▸ Task directions:
Would you transcribe the records below exactly, omitting every picture?

(Stored items from a collection)
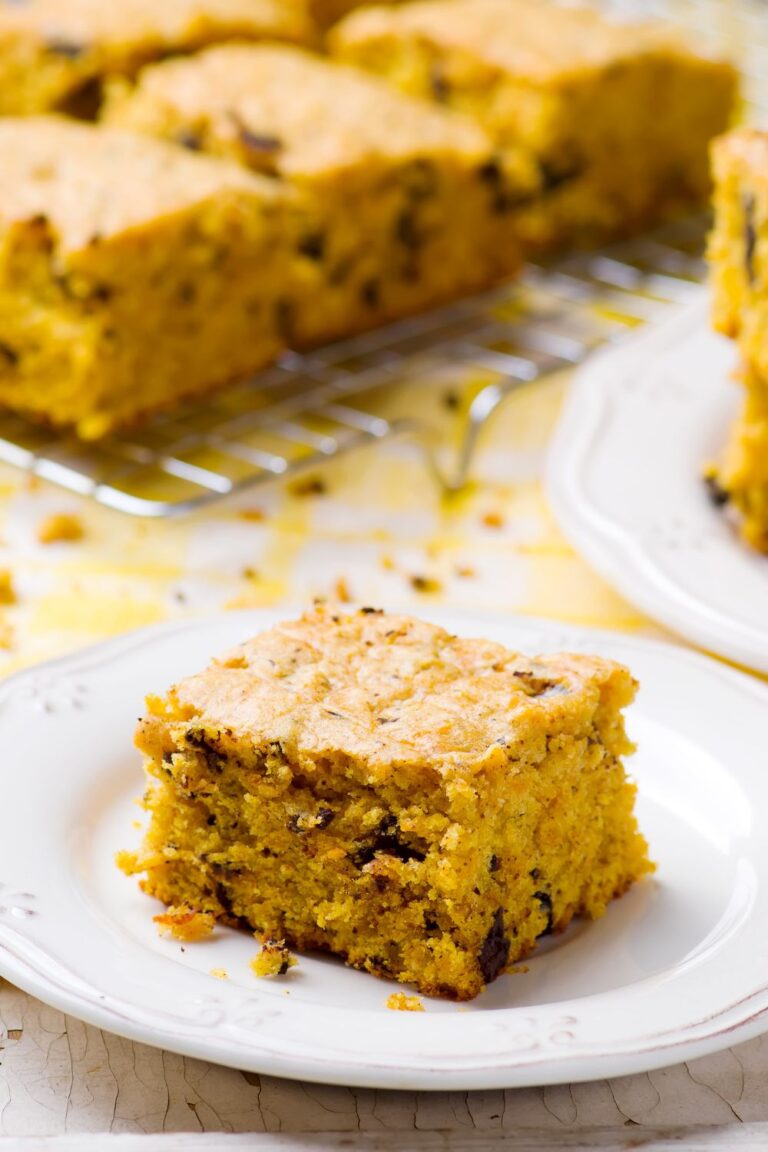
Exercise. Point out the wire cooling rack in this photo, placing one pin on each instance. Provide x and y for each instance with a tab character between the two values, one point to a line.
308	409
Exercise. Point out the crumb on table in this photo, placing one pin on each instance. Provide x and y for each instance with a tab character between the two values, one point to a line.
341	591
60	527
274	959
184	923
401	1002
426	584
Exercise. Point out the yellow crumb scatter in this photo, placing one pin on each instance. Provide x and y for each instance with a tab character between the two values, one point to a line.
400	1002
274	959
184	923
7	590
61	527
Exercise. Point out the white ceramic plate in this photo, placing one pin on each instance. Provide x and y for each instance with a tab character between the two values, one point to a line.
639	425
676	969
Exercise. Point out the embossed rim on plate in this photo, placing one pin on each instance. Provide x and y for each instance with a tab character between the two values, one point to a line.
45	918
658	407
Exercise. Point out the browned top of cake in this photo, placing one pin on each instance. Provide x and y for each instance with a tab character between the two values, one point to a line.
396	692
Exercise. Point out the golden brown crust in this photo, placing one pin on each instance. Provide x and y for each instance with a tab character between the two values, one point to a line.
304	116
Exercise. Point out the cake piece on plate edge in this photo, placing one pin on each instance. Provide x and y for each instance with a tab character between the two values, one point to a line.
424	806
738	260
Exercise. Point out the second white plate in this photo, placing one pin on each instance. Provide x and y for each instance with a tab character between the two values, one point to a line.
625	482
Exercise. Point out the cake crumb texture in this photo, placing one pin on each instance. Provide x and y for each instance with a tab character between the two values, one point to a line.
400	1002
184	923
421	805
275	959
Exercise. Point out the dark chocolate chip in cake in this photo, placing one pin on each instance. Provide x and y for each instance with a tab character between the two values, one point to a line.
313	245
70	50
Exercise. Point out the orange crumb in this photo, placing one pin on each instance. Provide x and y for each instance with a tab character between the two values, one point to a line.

▸ Solution for this problem:
Exercise. Point out the wire cooling rack in this photo, placing one pin on each instance. Provide x and y for each instance with a tab character between the two values, one point to a line.
308	409
Exercise. Point out the crumb on table in this photo, placing one pin on each instance. Provide x and y for each instance with a tab character between the two values, one point to a line.
341	591
60	527
274	959
184	923
401	1002
426	584
Exercise. Point out the yellow crumb scatter in this photo, placing one pin on each instance. Provide x and y for each instance with a tab character between the two values, one point to a line.
400	1002
274	959
184	923
7	590
61	527
Exercise. Point out the white ceramic plate in this photo, placing one pin on each instance. Provide x and y for each instance with a tab character between the two values, one point to a line.
639	425
676	969
Exercise. Point out the embossed rim on plate in this photo, placing one pin on each instance. Provide x and y for each instance with a tab character between the two values, one point to a line.
45	918
658	407
Exercise. Point out the browned top of cake in this photo, placing one pin on each instance. Provide x and y for each instance with a tab character between the two values, one point to a line.
396	692
Exercise. Point out the golden brown crust in this photo, placing one pin on each instance. Provide x and y for each instance with a tab character between the two values, one point to a line.
304	116
Exercise. Point out the cake piece on plate edge in this photo, placing one pin on each instance. Provide x and y for each instance with a tab character between the two values, one point to a line.
424	806
738	260
Exercise. Point out the second white plate in this photo, placing one pin on each instance. Provide x and y for each instance with a tab character between the two values, one point to a line.
625	482
Exercise. Point out the cake crumb texture in this photo, placing one pin on each instance. Provide x and y for each instance with a tab character between the two values, one point to a line.
400	1002
184	923
421	805
275	959
Exercise. Point out the dark chocolate chip in cake in this photo, placing one pin on each instance. Provide x and y for each instance with a tab character between the two values, one point to a line.
313	245
70	50
Exercise. Point out the orange crumb in this photo, placing one pin on each instance. Provide x and y for each instance with a tab character between the two values, one point to a line.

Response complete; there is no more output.